▶ [WHAT TO DO]:
Examine each line of the listing below. Copy those in which the string "labeling" appears.

[Opening DATA IN THIS EXERCISE section]

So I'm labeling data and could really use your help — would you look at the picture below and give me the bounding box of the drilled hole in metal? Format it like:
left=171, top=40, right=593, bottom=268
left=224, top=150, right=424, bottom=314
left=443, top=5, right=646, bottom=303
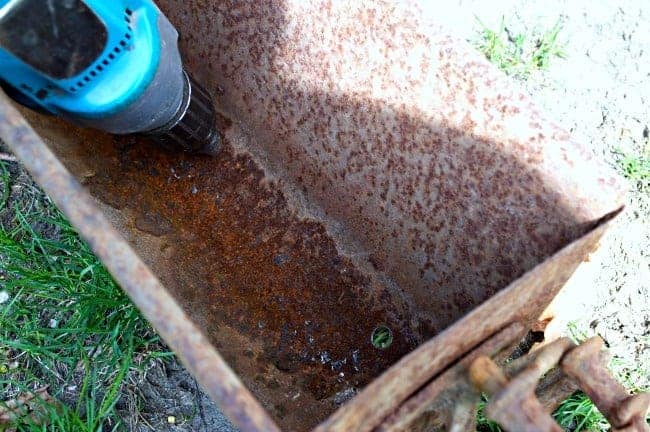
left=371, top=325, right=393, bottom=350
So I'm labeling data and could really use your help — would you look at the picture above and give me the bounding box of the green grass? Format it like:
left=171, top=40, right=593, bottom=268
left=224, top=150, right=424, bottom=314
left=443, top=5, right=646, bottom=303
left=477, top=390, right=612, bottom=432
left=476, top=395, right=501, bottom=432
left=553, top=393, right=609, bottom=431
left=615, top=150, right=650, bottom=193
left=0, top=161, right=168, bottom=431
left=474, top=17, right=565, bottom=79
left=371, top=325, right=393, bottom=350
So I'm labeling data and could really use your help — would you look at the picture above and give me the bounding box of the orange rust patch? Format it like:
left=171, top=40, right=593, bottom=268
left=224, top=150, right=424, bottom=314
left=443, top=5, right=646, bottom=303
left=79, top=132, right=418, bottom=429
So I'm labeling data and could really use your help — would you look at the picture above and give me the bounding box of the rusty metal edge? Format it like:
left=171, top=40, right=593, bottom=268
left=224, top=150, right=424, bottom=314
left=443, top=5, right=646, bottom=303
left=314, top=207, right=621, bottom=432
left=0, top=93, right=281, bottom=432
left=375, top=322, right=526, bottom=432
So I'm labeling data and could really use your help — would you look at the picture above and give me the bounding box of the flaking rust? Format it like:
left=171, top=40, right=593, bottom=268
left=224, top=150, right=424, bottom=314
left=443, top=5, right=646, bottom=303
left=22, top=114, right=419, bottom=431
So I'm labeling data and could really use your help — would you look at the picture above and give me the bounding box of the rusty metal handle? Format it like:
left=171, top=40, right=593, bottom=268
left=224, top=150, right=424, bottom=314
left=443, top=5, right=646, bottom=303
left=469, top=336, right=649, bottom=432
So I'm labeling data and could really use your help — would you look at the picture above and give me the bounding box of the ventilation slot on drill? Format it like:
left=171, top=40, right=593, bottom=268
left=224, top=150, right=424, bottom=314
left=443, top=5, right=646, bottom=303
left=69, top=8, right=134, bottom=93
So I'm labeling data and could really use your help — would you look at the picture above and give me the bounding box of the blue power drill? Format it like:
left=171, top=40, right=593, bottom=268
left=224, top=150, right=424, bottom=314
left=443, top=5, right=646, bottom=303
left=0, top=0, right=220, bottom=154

[Closing DATA IN THIS EXERCISE section]
[Opening DATA IN THIS EXERCISE section]

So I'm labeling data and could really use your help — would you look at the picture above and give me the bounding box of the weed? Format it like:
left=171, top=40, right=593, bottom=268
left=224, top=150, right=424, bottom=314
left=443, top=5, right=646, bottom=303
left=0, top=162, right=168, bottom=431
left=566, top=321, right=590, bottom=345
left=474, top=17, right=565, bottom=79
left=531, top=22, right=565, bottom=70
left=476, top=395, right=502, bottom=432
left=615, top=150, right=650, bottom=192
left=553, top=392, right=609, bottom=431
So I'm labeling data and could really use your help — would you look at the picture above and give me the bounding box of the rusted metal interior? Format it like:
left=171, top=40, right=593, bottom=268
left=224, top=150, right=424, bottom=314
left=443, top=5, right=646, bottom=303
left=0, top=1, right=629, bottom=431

[Closing DATA IN THIS EXERCISE section]
[Opening DATA IN THIS EXERCISE section]

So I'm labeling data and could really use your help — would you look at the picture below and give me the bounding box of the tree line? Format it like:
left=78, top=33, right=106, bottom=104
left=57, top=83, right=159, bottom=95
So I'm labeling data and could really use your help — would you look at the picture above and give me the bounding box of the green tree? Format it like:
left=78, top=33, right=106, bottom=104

[Closing DATA IN THIS EXERCISE section]

▶ [ANSWER TO THE PROBLEM]:
So I'm labeling data and could really use your help — would you look at the picture below and give me the bounding box of the drilled hole in metal? Format it like:
So I'm labeling data and could really use your help — would you look at the picture above and give me the bounding box of the green grass? Format it like:
So I'm labeling data and could really use your help — would you look at the picture above and give me the bounding box of the orange rust patch? Format it like:
So I'm labeling data and could really use your help — would you look at the picture above and give me the bounding box of the rusty metal edge? Format it like:
So I'm labeling data and could really use your help — would you look at the picture above and give me the bounding box of the flaking rust? Format it like:
So I'm labeling data and could really use your help — would you look at the picture above and give me the bounding box of the rusty metal handle? Format it like:
So I'm labeling data and could really use your help — would you look at the picture above and give me the bounding box of the ventilation slot on drill? Format it like:
So I'm labeling data and could really use your help — would you look at the picture above and give me the bounding box of the blue power drill? Format it like:
So I'm labeling data and could really use your help — would you look at the picture above and give me the bounding box of the weed? Format it like:
So I'm labeling data and could really use your help — would you look at the picture above and give me the bounding box of the rusted metal interior? Format it like:
So I'm labeling data and could really use your help — would you look at the picture below and give me the bounding box of the tree line? Format it like:
So I'm labeling data and could really use your help — would you look at the picture above and give me the bounding box of the green tree? Format it like:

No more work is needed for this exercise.